引用文:
本、絵画、映画と戯れる日々を

本や映画など何かしら作品の感想を書いていきます。

美術館巡り

4年の前期発表がもうすぐと迫る中、どうしても外せないなぁと思って、東京と横浜へ行ってきた。一人で旅行は気軽でいいけど、感想を話す相手がいないというデメリットもある。どっちも良さがあり、欠点もあり。でも一人で自由に出かけるっていつでもできるわけではないから、できるうちに旅行すればいいんじゃないかなと今の自分は思う。

今回は、ミケランジェロ展、世界を変えた書物展、モネ〜それからの100年〜、カールラーション展、イグノーベル賞の世界展、計5つの展覧会を回ってきました。

いやー、疲れた。荷物がね、もっとコンパクトにする努力をするべき。務めてそうするべき。なるべくコンパクトなキャリーバッグにした方が絶対良い。そう出ないと荷物が重くてトレーニングしてるみたいになっちゃう笑。それに疲れてると純粋に全力で楽しめなくなっちゃうからね。全力で楽しむの大事。自分の好きなことを語れる人間が強いし、人を惹きつける。

 

 

 

さてさて、まずはミケランジェロ展の感想。

弓を引くクピドの像があって、「あっ、翼がはえてる〜!」と思って、見てみたら意外と厚くて、重量感があるように見えた。翼って薄いイメージがあったけど、どうなんだろう。薄い脆くてすぐに壊れてしまうから仕方なくあれほどの暑さにしたのか。それとも、美的にあれくらい厚い方が良いと思っていたのか。翼って重くても飛べるのかな??天使だから「実際」という話ではないけど、ちょっと翼を持つ生き物が自身の重さとどう向き合って生きているのか気になった。気になっただけで終わるか、もう一歩踏み込んでみるかは、気持ちの問題。

実際問題、翼持った人の姿を表現するのは難しいことだと思った。第一、人間は翼を持たないから、リアリティがない。そこに翼があっても、単なる飾りに見えてしまって、いかにも飛べます!みたいな像を作るのは難しいかもなー。でも、科学的に分析して、こういう形で、これくらいの重さで、...とか考えると、いかにも飛べそうな翼を持った人間の姿が再現できるのではないかと思う。既に誰かやってる人いるかな??

課題の要件:
#1 美術館巡りの文章のうち、「本や映画など何かしら作品の感想を書いていきます。」から「間が強いし、人を惹きつける。」までを、両端を含めて一字一句そのまま出力してください。
#2 美術館巡りの文章を、最後の文の後から書き継いでください。
このあとのデータは、美術館巡りの文章とは別の資料です。

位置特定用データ
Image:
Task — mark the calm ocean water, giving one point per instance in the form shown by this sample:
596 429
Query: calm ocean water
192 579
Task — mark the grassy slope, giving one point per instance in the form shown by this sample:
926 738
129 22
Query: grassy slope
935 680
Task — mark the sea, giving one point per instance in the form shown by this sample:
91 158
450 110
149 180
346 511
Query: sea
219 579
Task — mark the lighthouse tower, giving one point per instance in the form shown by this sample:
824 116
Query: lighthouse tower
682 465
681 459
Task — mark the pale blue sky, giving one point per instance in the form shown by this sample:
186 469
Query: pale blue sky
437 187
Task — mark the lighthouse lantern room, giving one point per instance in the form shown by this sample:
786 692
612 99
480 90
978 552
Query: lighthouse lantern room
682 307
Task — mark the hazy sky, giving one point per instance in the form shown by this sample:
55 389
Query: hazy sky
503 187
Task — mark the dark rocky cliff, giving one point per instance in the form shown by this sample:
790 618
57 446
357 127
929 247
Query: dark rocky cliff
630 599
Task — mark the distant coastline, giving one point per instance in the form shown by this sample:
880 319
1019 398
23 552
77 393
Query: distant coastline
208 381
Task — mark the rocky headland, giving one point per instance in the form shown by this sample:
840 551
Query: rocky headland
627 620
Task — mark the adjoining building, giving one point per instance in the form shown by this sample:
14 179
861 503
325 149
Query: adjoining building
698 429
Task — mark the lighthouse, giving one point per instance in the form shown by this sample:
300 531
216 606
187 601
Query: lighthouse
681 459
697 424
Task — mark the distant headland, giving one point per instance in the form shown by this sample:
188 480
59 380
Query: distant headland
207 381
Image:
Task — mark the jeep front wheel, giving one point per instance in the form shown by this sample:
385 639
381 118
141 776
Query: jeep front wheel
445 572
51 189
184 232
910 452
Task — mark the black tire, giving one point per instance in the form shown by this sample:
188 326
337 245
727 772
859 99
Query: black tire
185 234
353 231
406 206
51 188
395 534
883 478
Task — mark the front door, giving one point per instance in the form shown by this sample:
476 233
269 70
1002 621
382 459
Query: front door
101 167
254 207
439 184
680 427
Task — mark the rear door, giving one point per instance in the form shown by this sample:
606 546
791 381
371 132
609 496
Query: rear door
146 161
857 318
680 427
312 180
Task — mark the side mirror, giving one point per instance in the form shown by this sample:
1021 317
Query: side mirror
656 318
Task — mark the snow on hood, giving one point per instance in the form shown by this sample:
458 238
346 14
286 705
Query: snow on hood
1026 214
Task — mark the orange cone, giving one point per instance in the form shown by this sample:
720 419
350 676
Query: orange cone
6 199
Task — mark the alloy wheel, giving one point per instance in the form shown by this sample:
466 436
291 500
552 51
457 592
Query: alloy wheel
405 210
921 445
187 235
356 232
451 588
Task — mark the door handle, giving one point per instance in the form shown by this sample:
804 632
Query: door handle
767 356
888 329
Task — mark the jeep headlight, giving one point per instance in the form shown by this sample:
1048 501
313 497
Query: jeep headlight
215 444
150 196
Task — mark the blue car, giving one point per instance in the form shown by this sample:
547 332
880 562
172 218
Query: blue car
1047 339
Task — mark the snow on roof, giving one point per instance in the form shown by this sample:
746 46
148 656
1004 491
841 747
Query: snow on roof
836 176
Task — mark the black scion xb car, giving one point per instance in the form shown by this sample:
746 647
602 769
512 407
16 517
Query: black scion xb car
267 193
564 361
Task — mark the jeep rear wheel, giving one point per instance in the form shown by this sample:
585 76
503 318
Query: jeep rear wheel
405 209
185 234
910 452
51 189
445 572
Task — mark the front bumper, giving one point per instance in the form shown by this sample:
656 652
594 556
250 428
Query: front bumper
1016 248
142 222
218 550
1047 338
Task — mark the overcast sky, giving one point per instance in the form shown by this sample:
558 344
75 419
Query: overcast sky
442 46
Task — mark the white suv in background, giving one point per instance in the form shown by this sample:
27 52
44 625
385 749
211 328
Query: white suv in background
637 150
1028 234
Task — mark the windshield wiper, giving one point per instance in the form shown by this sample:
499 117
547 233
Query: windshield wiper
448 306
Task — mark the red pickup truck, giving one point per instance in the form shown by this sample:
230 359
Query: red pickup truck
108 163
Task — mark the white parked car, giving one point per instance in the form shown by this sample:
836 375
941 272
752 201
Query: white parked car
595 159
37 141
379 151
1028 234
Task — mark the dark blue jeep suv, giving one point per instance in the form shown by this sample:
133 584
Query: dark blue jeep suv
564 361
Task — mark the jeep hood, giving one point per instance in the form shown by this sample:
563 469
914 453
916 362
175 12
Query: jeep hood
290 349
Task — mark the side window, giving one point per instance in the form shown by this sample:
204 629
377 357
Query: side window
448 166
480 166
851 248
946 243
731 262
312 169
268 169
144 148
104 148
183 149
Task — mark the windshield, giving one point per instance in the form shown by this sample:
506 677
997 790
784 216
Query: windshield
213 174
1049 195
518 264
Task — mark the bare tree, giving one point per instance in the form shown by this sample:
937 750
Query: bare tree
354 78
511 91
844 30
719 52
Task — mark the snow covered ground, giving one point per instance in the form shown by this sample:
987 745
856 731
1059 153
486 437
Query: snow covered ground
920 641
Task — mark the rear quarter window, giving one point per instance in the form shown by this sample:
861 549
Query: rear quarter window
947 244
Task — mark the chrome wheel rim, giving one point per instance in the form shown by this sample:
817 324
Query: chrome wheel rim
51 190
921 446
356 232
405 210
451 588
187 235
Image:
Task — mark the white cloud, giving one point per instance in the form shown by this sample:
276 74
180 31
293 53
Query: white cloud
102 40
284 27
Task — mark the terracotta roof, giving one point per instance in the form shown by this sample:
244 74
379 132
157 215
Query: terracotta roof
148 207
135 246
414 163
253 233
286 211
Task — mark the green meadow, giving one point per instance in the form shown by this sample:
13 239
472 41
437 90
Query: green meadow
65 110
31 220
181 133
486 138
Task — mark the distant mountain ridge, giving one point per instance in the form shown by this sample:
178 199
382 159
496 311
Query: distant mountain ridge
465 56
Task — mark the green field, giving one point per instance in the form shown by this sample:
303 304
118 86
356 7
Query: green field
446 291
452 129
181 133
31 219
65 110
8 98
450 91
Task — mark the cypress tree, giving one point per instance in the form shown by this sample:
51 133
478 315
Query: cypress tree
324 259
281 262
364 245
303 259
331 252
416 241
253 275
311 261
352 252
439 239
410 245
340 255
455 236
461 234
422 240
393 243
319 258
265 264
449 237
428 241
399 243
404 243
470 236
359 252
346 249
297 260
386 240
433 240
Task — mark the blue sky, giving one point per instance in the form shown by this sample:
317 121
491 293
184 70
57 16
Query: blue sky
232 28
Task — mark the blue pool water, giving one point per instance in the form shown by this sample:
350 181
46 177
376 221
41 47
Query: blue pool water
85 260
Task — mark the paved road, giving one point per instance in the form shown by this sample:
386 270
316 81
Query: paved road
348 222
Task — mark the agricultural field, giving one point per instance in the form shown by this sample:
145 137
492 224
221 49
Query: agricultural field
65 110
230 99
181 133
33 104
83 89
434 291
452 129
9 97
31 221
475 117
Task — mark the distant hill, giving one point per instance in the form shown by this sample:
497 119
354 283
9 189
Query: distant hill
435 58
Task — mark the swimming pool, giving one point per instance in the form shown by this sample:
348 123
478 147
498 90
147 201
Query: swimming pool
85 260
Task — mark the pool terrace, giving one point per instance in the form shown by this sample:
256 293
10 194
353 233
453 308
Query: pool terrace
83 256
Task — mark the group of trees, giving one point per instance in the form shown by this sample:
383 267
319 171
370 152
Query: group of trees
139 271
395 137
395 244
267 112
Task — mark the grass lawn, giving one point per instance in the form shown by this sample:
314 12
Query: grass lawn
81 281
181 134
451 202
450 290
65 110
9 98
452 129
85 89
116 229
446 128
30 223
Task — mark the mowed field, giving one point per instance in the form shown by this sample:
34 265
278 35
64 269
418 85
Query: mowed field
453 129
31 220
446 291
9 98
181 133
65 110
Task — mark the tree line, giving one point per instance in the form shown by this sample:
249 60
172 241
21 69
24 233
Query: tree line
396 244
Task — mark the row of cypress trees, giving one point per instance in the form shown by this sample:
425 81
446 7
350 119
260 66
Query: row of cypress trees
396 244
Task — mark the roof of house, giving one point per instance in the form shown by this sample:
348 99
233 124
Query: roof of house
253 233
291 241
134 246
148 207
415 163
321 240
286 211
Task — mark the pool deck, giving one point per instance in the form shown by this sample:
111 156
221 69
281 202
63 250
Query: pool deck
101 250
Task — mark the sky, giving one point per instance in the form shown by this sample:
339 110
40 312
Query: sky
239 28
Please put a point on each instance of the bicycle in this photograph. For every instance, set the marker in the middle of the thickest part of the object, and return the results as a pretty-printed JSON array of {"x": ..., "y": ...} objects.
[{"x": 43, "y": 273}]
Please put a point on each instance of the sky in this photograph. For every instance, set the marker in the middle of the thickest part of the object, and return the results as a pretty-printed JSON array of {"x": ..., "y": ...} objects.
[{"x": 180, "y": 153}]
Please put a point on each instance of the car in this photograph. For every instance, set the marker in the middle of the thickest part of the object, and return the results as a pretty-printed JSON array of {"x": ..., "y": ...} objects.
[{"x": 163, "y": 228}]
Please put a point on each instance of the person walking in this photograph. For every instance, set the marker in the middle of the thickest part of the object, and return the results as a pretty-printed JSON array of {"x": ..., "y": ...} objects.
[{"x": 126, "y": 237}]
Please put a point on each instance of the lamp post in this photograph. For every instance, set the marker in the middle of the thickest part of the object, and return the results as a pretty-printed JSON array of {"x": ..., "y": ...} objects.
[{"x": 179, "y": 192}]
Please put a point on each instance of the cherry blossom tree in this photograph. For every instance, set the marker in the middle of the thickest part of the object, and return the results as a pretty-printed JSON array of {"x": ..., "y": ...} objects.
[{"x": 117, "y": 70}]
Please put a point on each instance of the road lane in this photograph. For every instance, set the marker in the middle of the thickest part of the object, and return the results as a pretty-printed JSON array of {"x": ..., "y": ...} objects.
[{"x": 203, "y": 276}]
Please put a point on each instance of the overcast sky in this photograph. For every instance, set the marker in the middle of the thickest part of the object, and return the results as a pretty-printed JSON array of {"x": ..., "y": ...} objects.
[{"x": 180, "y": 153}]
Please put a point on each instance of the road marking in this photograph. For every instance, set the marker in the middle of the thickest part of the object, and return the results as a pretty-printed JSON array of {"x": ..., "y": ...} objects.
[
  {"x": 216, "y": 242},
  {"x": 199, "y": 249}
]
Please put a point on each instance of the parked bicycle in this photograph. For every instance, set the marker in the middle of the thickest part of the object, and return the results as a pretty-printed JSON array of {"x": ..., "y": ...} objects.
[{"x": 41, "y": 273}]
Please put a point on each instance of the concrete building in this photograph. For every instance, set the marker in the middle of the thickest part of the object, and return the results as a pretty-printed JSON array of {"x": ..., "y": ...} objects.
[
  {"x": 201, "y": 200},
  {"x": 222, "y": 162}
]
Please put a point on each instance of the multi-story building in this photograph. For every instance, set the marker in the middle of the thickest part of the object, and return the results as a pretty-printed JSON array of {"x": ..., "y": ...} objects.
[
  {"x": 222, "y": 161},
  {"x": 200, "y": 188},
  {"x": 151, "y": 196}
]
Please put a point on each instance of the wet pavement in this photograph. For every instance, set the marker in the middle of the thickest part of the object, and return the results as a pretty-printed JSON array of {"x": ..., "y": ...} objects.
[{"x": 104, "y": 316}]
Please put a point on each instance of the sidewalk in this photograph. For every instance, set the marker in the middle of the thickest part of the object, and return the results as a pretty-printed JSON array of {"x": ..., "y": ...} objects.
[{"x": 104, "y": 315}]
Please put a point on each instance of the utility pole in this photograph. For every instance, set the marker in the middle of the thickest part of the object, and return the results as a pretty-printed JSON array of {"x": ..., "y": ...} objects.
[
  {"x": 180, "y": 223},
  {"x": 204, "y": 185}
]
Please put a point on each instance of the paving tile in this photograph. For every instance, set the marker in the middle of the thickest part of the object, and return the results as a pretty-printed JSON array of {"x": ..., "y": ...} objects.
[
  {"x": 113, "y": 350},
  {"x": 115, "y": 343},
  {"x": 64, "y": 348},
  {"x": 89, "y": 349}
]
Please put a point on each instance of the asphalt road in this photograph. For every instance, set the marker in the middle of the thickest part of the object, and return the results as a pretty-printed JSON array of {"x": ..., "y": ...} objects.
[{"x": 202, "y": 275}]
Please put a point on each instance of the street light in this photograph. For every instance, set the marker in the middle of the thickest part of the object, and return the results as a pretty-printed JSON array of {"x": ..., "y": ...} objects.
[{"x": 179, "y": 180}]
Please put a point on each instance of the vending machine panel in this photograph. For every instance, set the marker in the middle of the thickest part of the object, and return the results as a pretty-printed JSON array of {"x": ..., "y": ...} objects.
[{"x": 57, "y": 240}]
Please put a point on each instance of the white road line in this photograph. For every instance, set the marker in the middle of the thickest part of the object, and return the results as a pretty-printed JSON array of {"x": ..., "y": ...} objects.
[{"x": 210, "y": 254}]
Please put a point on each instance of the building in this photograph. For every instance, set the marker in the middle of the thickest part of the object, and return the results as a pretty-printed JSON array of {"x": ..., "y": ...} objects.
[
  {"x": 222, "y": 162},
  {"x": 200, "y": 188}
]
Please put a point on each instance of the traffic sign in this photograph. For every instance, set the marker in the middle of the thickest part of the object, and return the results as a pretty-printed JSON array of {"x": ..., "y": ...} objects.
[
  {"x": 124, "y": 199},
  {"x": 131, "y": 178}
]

解答一覧:
#1
本や映画など何かしら作品の感想を書いていきます。

美術館巡り

4年の前期発表がもうすぐと迫る中、どうしても外せないなぁと思って、東京と横浜へ行ってきた。一人で旅行は気軽でいいけど、感想を話す相手がいないというデメリットもある。どっちも良さがあり、欠点もあり。でも一人で自由に出かけるっていつでもできるわけではないから、できるうちに旅行すればいいんじゃないかなと今の自分は思う。

今回は、ミケランジェロ展、世界を変えた書物展、モネ〜それからの100年〜、カールラーション展、イグノーベル賞の世界展、計5つの展覧会を回ってきました。

いやー、疲れた。荷物がね、もっとコンパクトにする努力をするべき。務めてそうするべき。なるべくコンパクトなキャリーバッグにした方が絶対良い。そう出ないと荷物が重くてトレーニングしてるみたいになっちゃう笑。それに疲れてると純粋に全力で楽しめなくなっちゃうからね。全力で楽しむの大事。自分の好きなことを語れる人間が強いし、人を惹きつける。

#2
それで、知ってる人にとっては基本中の基本なのかもしれないけど、古代ギリシャの肖像は、個性的な形よりも普遍的な理想像を目指していたらしい。でも、そこに展示されていた作品を見る限り、理想というのは、自分たちの世界における理想像である気がする。でも、それって当たり前のことか。理想の顔も結局西洋人の顔をしていて、日本人のような顔立ちをしたものはないし、そんなの理想でないというのであれば問題ないが、そこまで想像が及ばなかったとなると、やはり考えるだけでは限界があるということになりそうだ。実物がそこに存在するということがいかに強烈なことか。印象に残ることか。そういうことを物語っている気がした。自分たちの周りでは、こういう形が理想だよね。という雰囲気がする。遺伝子的な要素?も含めて、「自分の」美的感覚に基づくしかないのだろうなぁ。遠い世界にいるあの人は何を美しいと思うだろうかは、想像しようとしてもわからない。分かろうとしても、それは直接会って、その人からあれは美しい。なぜなら・・・・だからだ、という話を聞くしかないかもな。

こんなこと書いてるけど、何も知らない上で色々書いてる。勉強のしがいがあるなぁ笑。何も知らない状態で鑑賞できるのって、知った後には2度とできないのでオススメ。一度見たアニメや映画を、記憶を消去してまっさらな状態でもう一度見直すことができないのと一緒。

知らない状態だからこそ感じるものがある。例え、それは勉強してないから、知識が不足しているからということでも、知らないから感じることってあると思うし、知らなかったら後で勉強し直して、その後でまたみれば良い話。

なんで、芸術って美しさを求めるのかなぁ、って思った。生存戦略に必要なのかな?

彫刻の何が美しいかって考えたときに、筋肉などをどう表現するかということもありそうだけど、本質はどんな姿が美しく見えるかという点にある感じがした。足の位置はこうで、腕はこうポーズをとって、顔はこの角度で・・・などだ。直立じゃあダメかなと考えたけど、それは人間味がないのかな。「美」っていう感じがしないかもなぁとは思った。

ポーズとはちょっと違うけど、姿勢って大事だなと感じた。展覧会で展示されるほどのテーマになっているのだから、姿勢一つで人間の魅力も変わるはずだ!これは本当にそう思っている。自分の姿勢は、振り返って見ると、「よく猫背になってるなぁ」ときにすることが多い。なら直せよという話だけど、それをより強く思った。

姿勢一つで人生が変わる!

大げさかなぁ。大げさではない気もするけど。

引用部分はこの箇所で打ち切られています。